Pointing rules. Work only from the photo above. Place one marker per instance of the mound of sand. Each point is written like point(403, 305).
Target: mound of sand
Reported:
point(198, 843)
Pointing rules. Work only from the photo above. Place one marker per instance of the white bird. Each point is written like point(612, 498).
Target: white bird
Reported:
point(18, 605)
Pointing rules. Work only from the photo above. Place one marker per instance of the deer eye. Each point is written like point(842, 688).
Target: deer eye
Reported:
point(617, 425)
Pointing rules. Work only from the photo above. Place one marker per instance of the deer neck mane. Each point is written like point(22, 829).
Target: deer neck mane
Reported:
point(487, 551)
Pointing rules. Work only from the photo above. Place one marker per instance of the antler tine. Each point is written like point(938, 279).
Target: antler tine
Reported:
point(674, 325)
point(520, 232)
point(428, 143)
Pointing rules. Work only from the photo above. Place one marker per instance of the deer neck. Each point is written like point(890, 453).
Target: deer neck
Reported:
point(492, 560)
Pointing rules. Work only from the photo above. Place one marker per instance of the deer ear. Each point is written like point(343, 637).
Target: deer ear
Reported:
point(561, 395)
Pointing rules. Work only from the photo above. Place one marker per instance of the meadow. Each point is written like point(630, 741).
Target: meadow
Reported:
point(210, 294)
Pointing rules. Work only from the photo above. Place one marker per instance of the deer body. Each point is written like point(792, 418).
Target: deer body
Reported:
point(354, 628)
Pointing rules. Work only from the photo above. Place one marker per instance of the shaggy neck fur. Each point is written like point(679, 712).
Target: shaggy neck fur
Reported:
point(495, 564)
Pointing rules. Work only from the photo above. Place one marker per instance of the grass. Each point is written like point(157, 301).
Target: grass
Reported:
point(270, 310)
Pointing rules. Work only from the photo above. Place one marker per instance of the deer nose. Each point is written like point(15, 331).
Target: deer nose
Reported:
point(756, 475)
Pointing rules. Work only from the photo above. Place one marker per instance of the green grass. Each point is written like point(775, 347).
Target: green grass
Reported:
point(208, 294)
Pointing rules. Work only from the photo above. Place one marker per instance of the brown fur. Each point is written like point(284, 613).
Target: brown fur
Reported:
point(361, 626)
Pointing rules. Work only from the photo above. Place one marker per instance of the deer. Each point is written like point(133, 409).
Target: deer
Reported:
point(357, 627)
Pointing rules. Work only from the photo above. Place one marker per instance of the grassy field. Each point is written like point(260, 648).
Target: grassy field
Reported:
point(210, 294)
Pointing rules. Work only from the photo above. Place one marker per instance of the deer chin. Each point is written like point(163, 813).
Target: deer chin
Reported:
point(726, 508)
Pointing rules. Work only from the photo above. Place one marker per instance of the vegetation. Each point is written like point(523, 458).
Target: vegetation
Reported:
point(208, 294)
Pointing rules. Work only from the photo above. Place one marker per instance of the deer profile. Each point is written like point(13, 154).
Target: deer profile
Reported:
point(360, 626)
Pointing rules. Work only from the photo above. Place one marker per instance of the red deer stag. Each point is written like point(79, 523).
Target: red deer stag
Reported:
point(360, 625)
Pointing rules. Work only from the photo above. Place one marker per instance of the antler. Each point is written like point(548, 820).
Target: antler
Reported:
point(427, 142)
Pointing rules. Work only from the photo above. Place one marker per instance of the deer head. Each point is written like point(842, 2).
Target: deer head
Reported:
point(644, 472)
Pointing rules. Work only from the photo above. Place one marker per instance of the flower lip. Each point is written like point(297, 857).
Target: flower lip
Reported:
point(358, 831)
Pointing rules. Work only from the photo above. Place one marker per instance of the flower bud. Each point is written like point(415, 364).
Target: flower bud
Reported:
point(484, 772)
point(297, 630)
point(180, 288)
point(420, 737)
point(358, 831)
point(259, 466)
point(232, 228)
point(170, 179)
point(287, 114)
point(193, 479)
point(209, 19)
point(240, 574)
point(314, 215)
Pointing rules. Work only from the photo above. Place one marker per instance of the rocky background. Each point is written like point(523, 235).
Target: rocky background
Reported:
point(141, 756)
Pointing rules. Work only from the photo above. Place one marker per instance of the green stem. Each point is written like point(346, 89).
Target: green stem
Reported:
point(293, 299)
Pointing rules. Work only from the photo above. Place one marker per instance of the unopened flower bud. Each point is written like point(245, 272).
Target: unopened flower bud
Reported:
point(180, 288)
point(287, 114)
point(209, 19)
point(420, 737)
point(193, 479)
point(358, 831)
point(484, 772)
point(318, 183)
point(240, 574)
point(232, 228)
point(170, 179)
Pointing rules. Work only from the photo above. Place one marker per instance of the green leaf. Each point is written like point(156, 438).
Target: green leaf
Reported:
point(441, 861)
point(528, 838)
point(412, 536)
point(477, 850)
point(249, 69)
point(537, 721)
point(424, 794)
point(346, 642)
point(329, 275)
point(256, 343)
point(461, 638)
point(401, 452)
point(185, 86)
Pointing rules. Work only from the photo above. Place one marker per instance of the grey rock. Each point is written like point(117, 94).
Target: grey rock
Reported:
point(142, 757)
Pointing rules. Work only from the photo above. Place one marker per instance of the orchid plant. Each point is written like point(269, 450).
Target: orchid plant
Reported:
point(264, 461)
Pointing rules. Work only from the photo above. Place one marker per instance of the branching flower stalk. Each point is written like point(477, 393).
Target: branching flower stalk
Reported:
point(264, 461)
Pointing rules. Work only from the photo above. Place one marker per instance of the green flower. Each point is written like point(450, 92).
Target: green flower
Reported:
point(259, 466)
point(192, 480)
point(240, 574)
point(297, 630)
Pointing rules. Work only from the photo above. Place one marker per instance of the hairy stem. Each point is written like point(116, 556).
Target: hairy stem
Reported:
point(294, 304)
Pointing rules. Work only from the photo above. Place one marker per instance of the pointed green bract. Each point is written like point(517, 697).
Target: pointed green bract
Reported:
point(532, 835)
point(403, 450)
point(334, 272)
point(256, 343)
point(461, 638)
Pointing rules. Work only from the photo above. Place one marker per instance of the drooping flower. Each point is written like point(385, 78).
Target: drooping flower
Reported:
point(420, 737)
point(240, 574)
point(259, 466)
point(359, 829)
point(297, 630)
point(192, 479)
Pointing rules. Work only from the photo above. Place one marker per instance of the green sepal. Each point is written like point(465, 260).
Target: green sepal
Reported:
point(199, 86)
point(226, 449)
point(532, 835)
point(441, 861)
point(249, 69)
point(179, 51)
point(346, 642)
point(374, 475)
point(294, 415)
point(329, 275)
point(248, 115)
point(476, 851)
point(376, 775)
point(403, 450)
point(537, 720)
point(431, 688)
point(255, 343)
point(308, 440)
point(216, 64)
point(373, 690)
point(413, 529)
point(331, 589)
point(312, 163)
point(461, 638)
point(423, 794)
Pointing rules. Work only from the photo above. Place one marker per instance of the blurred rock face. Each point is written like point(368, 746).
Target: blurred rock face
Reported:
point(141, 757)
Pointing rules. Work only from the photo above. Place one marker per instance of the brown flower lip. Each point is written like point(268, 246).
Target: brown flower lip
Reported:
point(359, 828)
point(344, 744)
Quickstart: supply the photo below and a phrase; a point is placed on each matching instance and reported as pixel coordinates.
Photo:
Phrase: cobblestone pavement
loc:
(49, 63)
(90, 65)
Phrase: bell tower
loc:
◇ ◇ ◇
## [WORK ORDER]
All lines in the records above that contain "grey" are to be reported.

## [TASK OUTPUT]
Pointing rules. Work only from the photo above. Place one marker per instance of the grey rock. Each point is written like point(117, 94).
Target: grey rock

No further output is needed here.